Output only the lines from the one holding "the yellow flower" to the end of the data below, please, copied exactly.
####################
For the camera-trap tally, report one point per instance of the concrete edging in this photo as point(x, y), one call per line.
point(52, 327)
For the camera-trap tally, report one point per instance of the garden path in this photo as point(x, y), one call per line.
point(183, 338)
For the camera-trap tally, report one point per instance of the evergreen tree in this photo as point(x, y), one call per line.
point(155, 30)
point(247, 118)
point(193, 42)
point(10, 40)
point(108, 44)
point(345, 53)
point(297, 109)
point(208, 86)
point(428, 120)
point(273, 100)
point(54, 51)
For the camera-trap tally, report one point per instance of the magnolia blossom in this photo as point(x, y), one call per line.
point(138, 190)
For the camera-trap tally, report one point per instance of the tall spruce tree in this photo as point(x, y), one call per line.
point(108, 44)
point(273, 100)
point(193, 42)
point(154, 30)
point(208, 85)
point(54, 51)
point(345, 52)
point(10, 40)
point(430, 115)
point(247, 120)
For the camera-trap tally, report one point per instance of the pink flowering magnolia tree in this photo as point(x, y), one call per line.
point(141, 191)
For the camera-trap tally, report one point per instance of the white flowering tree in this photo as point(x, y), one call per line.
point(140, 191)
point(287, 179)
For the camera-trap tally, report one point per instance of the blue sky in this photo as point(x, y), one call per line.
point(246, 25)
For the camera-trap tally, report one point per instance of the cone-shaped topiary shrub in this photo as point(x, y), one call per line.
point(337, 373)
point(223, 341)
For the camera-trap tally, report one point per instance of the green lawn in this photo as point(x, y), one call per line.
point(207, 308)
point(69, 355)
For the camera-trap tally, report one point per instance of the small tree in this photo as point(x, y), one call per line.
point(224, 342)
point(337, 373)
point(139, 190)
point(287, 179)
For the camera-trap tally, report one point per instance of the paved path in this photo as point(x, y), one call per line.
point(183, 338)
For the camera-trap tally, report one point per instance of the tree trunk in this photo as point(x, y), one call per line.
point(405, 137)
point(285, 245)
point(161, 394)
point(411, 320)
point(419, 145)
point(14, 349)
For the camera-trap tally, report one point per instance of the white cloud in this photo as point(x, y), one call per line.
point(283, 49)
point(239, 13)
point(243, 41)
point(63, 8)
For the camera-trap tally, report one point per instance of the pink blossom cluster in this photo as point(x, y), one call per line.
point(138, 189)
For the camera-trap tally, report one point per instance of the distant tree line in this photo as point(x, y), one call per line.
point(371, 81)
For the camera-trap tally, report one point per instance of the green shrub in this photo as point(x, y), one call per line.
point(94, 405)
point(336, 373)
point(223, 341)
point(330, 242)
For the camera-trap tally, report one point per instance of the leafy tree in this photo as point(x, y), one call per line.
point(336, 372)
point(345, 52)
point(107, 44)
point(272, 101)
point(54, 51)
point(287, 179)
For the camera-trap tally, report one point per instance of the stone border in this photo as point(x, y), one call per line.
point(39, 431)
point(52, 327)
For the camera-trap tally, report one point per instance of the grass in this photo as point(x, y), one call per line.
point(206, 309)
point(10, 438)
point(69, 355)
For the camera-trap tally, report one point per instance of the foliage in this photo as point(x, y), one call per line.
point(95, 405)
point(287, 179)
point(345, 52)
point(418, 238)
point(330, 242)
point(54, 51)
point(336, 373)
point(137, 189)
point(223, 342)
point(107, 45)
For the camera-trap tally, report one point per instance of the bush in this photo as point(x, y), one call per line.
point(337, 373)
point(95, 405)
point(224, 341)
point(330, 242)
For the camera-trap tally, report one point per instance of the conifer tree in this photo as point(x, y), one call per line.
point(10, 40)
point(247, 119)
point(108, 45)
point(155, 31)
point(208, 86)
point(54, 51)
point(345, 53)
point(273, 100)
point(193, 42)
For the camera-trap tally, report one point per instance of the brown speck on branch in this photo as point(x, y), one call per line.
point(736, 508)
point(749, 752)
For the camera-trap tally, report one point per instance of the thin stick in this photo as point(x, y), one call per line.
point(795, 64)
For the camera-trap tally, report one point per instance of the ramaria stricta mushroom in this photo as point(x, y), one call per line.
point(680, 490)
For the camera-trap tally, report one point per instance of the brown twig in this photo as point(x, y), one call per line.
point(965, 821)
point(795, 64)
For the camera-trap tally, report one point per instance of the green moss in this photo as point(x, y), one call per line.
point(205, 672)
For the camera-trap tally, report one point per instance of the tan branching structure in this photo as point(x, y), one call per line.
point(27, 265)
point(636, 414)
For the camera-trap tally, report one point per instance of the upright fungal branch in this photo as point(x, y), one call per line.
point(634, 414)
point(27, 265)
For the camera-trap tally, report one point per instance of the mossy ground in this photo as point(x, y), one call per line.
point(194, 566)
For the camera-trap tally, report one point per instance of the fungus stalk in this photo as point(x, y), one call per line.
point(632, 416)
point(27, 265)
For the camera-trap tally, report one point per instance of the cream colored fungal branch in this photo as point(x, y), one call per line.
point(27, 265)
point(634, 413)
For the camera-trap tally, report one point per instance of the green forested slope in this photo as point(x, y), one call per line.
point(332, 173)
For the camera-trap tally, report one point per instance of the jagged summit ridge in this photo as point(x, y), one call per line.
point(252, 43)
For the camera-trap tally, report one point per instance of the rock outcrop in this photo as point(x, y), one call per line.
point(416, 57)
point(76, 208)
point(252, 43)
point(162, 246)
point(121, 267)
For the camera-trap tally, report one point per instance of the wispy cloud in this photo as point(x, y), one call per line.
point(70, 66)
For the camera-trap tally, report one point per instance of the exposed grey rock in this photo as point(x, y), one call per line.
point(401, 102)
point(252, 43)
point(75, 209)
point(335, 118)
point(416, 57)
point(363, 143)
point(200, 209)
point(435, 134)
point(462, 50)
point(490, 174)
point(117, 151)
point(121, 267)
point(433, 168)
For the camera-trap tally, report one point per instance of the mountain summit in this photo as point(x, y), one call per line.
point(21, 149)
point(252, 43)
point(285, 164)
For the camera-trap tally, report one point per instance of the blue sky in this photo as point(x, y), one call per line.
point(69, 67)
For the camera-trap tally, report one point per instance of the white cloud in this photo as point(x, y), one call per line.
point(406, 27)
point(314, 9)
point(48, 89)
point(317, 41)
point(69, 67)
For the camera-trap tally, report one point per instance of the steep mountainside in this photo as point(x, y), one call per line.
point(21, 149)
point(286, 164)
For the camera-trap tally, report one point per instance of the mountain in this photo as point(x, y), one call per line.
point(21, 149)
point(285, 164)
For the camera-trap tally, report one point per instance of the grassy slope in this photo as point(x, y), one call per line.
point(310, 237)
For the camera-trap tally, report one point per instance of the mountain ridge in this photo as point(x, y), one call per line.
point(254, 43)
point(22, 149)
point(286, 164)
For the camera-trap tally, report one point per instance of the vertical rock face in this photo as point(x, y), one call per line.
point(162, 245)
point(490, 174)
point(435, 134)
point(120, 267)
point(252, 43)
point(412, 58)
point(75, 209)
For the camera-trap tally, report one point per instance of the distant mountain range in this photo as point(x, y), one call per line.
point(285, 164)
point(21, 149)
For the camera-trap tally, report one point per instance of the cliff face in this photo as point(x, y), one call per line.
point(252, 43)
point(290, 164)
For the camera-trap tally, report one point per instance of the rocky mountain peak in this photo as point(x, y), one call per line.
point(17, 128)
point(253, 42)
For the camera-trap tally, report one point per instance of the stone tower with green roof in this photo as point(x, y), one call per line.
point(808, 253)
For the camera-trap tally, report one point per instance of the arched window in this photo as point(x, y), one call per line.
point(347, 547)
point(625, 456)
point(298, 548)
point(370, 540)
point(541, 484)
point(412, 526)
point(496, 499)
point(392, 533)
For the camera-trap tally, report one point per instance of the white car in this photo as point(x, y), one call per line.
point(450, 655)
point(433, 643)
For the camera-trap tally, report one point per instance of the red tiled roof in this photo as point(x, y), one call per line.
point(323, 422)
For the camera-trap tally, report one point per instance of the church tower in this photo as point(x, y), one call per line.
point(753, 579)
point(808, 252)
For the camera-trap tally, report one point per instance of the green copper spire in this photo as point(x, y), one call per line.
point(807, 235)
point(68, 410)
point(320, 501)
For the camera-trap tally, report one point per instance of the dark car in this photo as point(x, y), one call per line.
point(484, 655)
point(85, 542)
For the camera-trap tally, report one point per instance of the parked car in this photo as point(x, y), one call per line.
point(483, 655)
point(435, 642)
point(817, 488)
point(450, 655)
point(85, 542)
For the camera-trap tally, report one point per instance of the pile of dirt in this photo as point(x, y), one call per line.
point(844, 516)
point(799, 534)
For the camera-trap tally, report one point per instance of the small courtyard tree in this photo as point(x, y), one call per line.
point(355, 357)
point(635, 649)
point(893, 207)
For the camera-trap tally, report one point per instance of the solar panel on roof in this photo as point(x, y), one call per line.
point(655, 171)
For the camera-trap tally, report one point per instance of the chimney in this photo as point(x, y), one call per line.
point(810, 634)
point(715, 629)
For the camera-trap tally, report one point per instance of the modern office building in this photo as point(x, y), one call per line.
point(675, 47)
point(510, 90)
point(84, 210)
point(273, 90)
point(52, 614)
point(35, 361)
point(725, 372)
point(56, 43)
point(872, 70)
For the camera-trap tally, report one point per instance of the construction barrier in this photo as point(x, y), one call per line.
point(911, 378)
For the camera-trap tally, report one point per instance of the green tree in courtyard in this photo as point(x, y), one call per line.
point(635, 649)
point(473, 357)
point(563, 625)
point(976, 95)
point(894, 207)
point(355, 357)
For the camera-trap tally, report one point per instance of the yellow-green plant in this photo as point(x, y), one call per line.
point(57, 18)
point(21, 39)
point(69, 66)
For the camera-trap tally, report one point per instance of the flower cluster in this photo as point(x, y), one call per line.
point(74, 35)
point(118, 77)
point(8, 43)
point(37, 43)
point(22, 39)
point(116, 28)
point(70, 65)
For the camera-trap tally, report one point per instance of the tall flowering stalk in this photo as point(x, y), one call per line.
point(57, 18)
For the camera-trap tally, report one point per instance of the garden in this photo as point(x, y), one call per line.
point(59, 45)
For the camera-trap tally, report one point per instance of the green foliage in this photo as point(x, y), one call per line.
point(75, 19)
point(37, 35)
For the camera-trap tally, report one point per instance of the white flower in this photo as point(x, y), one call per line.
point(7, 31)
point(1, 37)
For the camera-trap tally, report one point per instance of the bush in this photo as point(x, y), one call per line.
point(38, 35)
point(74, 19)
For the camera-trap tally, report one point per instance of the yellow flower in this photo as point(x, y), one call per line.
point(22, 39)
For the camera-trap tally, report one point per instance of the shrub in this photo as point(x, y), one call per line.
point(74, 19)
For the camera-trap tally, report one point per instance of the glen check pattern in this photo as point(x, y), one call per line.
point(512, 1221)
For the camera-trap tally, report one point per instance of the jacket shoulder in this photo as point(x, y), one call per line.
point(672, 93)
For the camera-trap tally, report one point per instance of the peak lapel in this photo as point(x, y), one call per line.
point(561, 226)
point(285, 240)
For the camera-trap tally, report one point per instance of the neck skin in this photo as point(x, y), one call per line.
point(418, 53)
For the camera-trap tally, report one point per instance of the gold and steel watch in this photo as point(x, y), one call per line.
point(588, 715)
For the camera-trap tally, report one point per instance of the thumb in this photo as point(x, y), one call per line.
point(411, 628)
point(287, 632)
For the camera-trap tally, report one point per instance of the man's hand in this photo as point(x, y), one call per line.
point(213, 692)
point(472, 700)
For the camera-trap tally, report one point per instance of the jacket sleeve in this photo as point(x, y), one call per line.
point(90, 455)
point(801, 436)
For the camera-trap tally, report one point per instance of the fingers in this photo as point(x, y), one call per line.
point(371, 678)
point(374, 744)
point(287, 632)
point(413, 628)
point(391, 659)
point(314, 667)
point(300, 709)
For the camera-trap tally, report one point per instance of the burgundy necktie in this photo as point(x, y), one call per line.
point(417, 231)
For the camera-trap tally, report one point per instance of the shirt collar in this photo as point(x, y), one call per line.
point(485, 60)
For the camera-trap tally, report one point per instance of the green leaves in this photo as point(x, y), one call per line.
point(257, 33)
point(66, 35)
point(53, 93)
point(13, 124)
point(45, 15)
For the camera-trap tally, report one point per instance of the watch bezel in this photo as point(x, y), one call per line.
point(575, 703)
####################
Exercise solution.
For the camera-trap tally, report one point per instance of the yellow flower in this photo as point(x, y), one call per line.
point(22, 39)
For the camera-trap tally, report one point per instance of the shrub in this photo as point(x, y), one call per line.
point(74, 19)
For the camera-trap tally, report one point per instance of the glen check pattern in this photo as point(x, y), one call per line.
point(512, 1221)
For the camera-trap tally, report one point per instance of the jacket shoulder in this photo as point(x, y), one call per line.
point(672, 93)
For the camera-trap tally, report one point per instance of the peak lapel in this photo as point(x, y), one call per line.
point(561, 226)
point(285, 240)
For the camera-trap tally, report one point per instance of the neck skin in this photo as point(x, y), one call per line.
point(418, 53)
For the camera-trap tally, report one point per instance of the gold and steel watch in this photo as point(x, y), one call per line.
point(588, 715)
For the camera-trap tally, report one point per instance of the thumb in this photo as point(x, y), one call per line.
point(411, 628)
point(287, 632)
For the camera-trap tally, report one point per instance of the man's hand in this photo as point(x, y), one call per line.
point(213, 692)
point(472, 700)
For the camera-trap tally, report one point per instance of the jacket sleeve in this photo as point(x, y), one call per line.
point(90, 455)
point(801, 436)
For the camera-trap tally, report one point per instance of the fingers in this photo as point(x, y), one call per line.
point(371, 678)
point(374, 744)
point(287, 632)
point(413, 628)
point(391, 659)
point(314, 667)
point(300, 709)
For the camera-trap tally, report one point per instance of the burgundy necktie in this photo as point(x, y), one call per line.
point(417, 231)
For the camera-trap tally, report one point per instance of the shirt collar in this photo as point(x, y), one call per line.
point(485, 60)
For the camera-trap tally, report one point per instance of the green leaves in this photo as point(x, y), one call per line.
point(257, 33)
point(66, 35)
point(53, 93)
point(13, 124)
point(45, 15)
For the camera-trap tally, report one point per instance of the watch bezel in this photo as point(x, y), one call per line.
point(575, 703)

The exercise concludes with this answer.